# What to work on
Rewrite the listing below with "negative clicks" switched to "exclusion clicks" wherever it appears, leaving everything else the same.

[Data for processing Boundary: Start]

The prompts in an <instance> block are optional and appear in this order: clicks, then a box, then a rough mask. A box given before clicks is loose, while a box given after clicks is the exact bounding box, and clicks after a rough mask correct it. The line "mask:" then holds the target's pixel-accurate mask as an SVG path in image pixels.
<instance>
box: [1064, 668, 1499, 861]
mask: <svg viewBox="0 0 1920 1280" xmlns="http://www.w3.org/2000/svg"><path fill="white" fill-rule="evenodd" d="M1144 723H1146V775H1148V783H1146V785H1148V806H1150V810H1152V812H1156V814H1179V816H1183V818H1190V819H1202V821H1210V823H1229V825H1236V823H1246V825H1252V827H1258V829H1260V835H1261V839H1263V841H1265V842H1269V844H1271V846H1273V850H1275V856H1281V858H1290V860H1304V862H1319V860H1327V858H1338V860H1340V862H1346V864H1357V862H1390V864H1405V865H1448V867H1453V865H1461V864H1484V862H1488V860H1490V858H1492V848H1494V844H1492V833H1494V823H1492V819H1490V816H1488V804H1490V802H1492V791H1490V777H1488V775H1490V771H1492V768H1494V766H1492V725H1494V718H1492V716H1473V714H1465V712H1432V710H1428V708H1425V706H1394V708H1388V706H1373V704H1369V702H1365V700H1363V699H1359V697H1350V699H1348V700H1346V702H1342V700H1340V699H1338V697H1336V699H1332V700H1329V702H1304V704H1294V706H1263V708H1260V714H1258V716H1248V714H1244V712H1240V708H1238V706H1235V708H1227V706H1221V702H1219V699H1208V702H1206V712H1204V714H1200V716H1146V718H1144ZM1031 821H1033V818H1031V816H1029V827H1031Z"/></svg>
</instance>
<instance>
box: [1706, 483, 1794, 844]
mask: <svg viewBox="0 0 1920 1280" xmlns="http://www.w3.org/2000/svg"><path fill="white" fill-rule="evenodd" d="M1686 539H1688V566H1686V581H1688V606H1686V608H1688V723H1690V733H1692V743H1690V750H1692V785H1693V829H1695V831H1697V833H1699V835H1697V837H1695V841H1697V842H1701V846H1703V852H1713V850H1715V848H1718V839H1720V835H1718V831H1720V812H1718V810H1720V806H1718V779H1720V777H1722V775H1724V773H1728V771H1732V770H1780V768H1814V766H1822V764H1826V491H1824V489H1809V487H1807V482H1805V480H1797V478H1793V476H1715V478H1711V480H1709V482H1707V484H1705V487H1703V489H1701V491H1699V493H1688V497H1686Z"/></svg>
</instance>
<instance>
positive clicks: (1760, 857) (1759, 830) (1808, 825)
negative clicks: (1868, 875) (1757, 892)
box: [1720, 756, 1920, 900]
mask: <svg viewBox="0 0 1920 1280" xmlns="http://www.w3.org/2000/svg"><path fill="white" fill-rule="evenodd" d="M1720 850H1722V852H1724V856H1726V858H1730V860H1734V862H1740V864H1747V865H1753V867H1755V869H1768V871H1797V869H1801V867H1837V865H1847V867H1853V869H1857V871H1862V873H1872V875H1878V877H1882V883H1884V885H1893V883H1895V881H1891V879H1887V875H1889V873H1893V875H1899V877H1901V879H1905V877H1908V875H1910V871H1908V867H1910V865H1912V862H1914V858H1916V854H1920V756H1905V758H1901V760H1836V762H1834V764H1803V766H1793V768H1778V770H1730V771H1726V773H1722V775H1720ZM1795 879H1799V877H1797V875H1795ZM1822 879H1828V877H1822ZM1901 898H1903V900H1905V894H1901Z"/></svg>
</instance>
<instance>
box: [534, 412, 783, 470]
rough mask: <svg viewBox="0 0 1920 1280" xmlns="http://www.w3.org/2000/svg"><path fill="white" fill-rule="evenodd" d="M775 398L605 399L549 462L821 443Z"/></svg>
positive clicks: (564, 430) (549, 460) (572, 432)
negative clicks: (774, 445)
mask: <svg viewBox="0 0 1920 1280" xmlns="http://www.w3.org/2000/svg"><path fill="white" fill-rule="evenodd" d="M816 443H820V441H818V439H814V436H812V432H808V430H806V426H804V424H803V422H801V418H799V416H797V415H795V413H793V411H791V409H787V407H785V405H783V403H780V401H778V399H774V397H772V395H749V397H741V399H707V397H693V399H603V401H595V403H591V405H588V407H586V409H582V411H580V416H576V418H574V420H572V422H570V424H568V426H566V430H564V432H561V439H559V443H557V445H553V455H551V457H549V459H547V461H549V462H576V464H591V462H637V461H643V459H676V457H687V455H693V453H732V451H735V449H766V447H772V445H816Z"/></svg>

[Data for processing Boundary: End]

# Output of the exercise
The prompts in an <instance> block are optional and appear in this order: clicks, then a box, then a rough mask. A box given before clicks is loose, while a box given after clicks is the exact bounding box, and clicks after a rough mask correct it. The line "mask:" then holds the target's pixel-accurate mask as an SVG path in image pixels.
<instance>
box: [1064, 668, 1499, 861]
mask: <svg viewBox="0 0 1920 1280" xmlns="http://www.w3.org/2000/svg"><path fill="white" fill-rule="evenodd" d="M1144 723H1146V775H1148V783H1146V785H1148V806H1150V810H1152V812H1156V814H1179V816H1183V818H1190V819H1202V821H1210V823H1229V825H1236V823H1246V825H1252V827H1258V829H1260V835H1261V839H1263V841H1265V842H1269V844H1271V846H1273V850H1275V856H1281V858H1290V860H1304V862H1319V860H1327V858H1338V860H1340V862H1346V864H1357V862H1390V864H1405V865H1448V867H1453V865H1461V864H1484V862H1488V860H1490V858H1492V848H1494V844H1492V833H1494V823H1492V819H1490V816H1488V804H1490V802H1492V791H1490V777H1488V775H1490V771H1492V768H1494V766H1492V725H1494V718H1492V716H1473V714H1465V712H1432V710H1428V708H1425V706H1394V708H1388V706H1373V704H1369V702H1365V700H1363V699H1359V697H1350V699H1348V700H1346V702H1342V700H1340V699H1338V697H1336V699H1332V700H1329V702H1304V704H1294V706H1263V708H1260V714H1258V716H1248V714H1244V712H1240V708H1238V706H1235V708H1227V706H1221V702H1219V699H1208V702H1206V712H1204V714H1200V716H1146V718H1144ZM1031 821H1033V818H1031V816H1029V827H1031Z"/></svg>
</instance>
<instance>
box: [1706, 483, 1794, 844]
mask: <svg viewBox="0 0 1920 1280" xmlns="http://www.w3.org/2000/svg"><path fill="white" fill-rule="evenodd" d="M1686 539H1688V566H1686V581H1688V606H1686V608H1688V723H1690V733H1692V743H1690V750H1692V785H1693V829H1695V831H1697V833H1699V835H1697V837H1695V841H1697V842H1701V846H1703V852H1713V850H1715V848H1718V839H1720V835H1718V831H1720V812H1718V810H1720V806H1718V779H1720V777H1722V775H1724V773H1728V771H1732V770H1780V768H1814V766H1822V764H1826V491H1824V489H1809V487H1807V482H1805V480H1797V478H1793V476H1715V478H1711V480H1709V482H1707V484H1705V487H1703V489H1701V491H1699V493H1688V497H1686Z"/></svg>
</instance>
<instance>
positive clicks: (1760, 857) (1759, 830) (1808, 825)
exclusion clicks: (1868, 875) (1757, 892)
box: [1720, 756, 1920, 900]
mask: <svg viewBox="0 0 1920 1280" xmlns="http://www.w3.org/2000/svg"><path fill="white" fill-rule="evenodd" d="M1720 850H1722V852H1724V856H1726V858H1730V860H1734V862H1740V864H1747V865H1753V867H1755V869H1768V871H1797V869H1801V867H1837V865H1847V867H1853V869H1857V871H1862V873H1872V875H1878V877H1882V883H1884V885H1893V883H1895V881H1891V879H1887V875H1889V873H1893V875H1899V877H1901V879H1905V877H1908V875H1910V871H1908V867H1910V865H1912V862H1914V858H1916V854H1920V756H1905V758H1901V760H1836V762H1834V764H1803V766H1793V768H1778V770H1730V771H1726V773H1722V775H1720ZM1795 879H1799V877H1797V875H1795ZM1822 879H1828V877H1822ZM1901 898H1903V900H1905V894H1901Z"/></svg>
</instance>
<instance>
box: [534, 412, 783, 470]
rough mask: <svg viewBox="0 0 1920 1280" xmlns="http://www.w3.org/2000/svg"><path fill="white" fill-rule="evenodd" d="M775 398L605 399L549 462L821 443Z"/></svg>
positive clicks: (564, 430) (549, 460) (572, 432)
exclusion clicks: (774, 445)
mask: <svg viewBox="0 0 1920 1280" xmlns="http://www.w3.org/2000/svg"><path fill="white" fill-rule="evenodd" d="M816 443H820V441H818V439H814V436H812V432H808V430H806V426H804V424H803V422H801V418H799V416H797V415H795V413H793V411H791V409H787V407H785V405H783V403H780V401H778V399H774V397H772V395H749V397H741V399H707V397H693V399H603V401H595V403H591V405H588V407H586V409H582V411H580V416H576V418H574V420H572V422H570V424H568V426H566V430H564V432H561V439H559V443H557V445H553V455H551V457H549V459H547V461H549V462H576V464H591V462H637V461H643V459H676V457H687V455H693V453H732V451H735V449H766V447H772V445H816Z"/></svg>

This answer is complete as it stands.